Michigan House Dems propose legislation to incentivize home solar and batteries

The bills would offer utility rebates for solar and battery storage and require operators to recognize those systems as grid assets. Low-income customers would receive higher incentives.

Two bills introduced into the Michigan House Thursday aim to incentivize solar and battery storage systems in Michigan through rebates and grid connectivity, emphasizing access for low-income customers.

Under House Bill 4840, customers who install solar and battery storage would be eligible to receive rebates of $500 per kilowatt for solar systems and $300 per kilowatt-hour for batteries. Those rebates would be doubled for low- and middle-income families. The rebates would be provided by electric service providers. 

Creating incentives for low-income customers to invest in solar and battery storage is important for building “solar freedom” and energy equity, according to John Delurey, a director with the group Vote Solar that advocated for the bill.

“We believe people deserve the right to power their homes however they want; solar freedom is important,” said Delury. “But that choice is a little easier for people with discretionary income to go solar, invest in a battery, and invest in their home. And so we believe this is important to ensure everybody can access these resources.”

Low-income neighborhoods are often served by older, more vulnerable electric grid infrastructure and are hit harder by power outages.

“We believe that it is important for the entire energy grid to send solar and batteries to low-income communities because that is where the energy grid is often most outdated or most in need of upgrades,” he said. 

The rebates would also help people who rely on electricity for medical needs, according to Dr. Laura Sherman, nonprofit advocacy group Michigan Energy Innovation Business Council President.

▸ MATERIAL PROVIDED
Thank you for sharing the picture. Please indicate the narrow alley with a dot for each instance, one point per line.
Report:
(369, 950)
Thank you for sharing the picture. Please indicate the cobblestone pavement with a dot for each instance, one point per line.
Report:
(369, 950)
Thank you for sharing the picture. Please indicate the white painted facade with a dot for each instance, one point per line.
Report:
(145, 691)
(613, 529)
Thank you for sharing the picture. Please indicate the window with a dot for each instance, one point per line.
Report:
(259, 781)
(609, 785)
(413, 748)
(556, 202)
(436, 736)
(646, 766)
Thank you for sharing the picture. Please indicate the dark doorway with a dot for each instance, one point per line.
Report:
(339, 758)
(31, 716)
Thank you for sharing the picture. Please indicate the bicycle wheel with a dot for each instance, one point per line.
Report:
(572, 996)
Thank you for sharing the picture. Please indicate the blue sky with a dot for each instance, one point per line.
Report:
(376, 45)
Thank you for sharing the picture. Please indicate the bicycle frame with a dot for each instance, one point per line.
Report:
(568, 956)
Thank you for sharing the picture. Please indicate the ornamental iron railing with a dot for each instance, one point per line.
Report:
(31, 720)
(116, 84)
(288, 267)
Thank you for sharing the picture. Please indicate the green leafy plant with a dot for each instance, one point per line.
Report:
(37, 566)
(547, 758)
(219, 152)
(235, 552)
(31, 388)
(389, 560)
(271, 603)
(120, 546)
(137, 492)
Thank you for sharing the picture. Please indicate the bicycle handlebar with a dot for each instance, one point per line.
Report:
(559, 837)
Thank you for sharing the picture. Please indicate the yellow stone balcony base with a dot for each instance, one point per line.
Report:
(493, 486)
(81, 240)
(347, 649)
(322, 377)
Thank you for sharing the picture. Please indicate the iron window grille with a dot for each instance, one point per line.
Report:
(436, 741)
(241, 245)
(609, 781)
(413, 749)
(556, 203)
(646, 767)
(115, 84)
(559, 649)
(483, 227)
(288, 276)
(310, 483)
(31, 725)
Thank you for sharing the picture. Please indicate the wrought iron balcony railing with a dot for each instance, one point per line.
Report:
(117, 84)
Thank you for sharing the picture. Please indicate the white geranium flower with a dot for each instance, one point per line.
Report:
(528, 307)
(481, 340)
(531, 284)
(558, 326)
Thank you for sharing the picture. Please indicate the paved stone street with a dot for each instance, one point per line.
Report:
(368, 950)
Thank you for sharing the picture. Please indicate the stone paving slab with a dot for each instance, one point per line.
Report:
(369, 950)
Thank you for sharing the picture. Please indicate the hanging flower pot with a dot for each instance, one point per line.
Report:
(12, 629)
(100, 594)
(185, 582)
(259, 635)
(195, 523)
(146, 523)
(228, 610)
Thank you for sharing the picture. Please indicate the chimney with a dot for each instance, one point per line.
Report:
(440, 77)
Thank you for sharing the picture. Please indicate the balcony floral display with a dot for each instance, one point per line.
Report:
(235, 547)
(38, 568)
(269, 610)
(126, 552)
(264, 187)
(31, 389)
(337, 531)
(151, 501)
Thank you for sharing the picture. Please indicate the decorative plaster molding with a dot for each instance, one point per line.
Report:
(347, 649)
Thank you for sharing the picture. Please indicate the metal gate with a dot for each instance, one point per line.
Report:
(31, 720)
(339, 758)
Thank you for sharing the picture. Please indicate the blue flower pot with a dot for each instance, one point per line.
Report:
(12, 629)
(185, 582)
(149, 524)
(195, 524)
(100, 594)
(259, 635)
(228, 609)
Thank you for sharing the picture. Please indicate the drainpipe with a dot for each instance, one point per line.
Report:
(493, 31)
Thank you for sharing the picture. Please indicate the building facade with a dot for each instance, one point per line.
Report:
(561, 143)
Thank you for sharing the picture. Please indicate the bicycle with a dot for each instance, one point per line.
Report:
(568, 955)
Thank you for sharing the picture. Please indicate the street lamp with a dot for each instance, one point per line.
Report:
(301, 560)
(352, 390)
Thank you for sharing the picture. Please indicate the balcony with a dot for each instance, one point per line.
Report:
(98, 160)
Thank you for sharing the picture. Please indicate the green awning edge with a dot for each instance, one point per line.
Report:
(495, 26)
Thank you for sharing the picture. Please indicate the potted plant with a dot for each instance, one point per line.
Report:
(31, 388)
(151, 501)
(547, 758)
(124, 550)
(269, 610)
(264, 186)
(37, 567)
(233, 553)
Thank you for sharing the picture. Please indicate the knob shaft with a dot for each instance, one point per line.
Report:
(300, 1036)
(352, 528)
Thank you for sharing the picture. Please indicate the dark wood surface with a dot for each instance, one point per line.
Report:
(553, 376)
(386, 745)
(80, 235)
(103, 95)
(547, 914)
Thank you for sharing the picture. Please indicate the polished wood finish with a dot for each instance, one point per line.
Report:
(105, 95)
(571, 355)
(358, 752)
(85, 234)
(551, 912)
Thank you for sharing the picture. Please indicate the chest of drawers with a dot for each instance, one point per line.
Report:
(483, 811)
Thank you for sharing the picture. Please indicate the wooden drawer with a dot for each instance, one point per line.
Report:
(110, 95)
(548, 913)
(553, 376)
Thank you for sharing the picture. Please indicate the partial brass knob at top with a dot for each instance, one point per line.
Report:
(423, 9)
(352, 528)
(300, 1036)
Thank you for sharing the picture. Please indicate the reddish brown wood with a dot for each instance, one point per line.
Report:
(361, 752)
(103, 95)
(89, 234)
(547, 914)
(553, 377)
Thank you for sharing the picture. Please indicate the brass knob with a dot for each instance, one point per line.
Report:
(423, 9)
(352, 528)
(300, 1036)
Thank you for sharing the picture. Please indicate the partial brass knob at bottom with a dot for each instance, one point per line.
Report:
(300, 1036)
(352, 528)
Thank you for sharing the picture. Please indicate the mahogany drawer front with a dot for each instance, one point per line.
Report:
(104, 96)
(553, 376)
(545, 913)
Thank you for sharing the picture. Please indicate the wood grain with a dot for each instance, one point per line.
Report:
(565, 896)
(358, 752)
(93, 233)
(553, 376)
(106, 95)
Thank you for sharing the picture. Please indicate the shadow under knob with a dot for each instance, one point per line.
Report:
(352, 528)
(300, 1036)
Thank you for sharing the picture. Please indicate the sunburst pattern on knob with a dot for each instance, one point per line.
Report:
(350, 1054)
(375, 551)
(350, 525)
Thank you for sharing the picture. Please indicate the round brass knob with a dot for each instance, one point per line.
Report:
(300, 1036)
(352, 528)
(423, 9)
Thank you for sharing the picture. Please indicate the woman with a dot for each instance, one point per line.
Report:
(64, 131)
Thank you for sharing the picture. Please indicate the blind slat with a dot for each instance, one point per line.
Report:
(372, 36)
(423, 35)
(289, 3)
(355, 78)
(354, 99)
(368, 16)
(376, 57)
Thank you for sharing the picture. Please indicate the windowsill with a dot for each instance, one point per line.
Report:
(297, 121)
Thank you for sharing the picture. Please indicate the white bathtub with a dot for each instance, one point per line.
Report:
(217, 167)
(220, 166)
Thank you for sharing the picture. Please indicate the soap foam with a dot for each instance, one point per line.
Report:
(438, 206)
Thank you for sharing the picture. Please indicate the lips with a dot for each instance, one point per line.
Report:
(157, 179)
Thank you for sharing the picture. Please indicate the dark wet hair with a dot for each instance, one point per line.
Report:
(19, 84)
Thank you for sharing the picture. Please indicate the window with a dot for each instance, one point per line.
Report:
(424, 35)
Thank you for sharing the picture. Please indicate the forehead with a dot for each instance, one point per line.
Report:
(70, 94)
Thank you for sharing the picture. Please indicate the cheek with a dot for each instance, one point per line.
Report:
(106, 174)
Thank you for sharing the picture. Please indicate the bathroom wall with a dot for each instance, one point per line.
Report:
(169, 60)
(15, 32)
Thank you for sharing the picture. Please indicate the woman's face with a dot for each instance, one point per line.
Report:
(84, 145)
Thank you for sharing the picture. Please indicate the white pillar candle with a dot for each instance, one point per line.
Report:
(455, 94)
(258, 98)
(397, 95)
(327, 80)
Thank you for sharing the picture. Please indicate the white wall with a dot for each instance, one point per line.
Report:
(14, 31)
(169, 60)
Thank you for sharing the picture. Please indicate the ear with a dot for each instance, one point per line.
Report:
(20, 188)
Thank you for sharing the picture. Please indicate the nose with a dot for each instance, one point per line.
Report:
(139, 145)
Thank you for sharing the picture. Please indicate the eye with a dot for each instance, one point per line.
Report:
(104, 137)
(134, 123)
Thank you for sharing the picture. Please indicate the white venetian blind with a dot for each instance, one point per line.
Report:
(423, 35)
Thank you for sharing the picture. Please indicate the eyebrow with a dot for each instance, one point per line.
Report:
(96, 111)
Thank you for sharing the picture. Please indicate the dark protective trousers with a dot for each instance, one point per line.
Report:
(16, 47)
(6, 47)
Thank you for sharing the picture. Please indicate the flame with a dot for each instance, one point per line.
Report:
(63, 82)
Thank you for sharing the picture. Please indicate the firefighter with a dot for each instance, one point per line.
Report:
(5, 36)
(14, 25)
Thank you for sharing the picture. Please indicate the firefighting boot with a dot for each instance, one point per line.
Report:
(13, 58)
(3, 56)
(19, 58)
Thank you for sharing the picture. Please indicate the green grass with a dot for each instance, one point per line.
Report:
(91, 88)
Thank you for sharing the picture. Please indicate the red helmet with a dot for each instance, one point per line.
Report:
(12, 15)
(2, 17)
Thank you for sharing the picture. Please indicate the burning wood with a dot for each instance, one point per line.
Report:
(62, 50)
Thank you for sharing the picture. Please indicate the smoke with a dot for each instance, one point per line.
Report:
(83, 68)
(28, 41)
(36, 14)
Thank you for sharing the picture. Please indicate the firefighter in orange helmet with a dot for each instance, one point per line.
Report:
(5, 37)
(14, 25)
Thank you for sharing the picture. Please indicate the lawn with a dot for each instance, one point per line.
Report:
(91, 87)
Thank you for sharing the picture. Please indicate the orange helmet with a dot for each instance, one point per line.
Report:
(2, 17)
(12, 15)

▸ TO DO
(1) In the Michigan solar and battery article, what rebate would House Bill 4840 offer for battery storage?
(2) Continue the article on the Michigan solar and battery bills from where it stops.

▸ OUTPUTS FOR THE TASKS
(1) $300 per kilowatt-hour

(2)
“This is trying to focus on the folks who really can’t afford these technologies but have critical needs for electricity like keeping medicines cold,” Sherman told Planet Detroit. “Enabling families, including those most vulnerable to outages in low-income communities, to invest in solar and battery storage systems will allow these individuals to generate their own power and support the grid.”

Delurey recognizes that the incentives are modest, particularly considering the high solar and batter storage costs.

“Neither incentive pays for the system outright; neither is high enough to receive a free solar system or battery,” he said. “But it creates new pathways for innovative financing and opens up new channels for people to access these resources.”

A second bill, HB 4839, would require the Michigan Public Service Commission to establish rules that allow solar and battery storage systems to operate as virtual power plants that provide grid services such as load reduction, demand response, and voltage support. Such rules could enable owners of distributed energy resources like solar and battery to receive payment for such services.

It’s unclear how much support these bills will get outside the Democrat-controlled House. No Republicans signed on to sponsor either bill.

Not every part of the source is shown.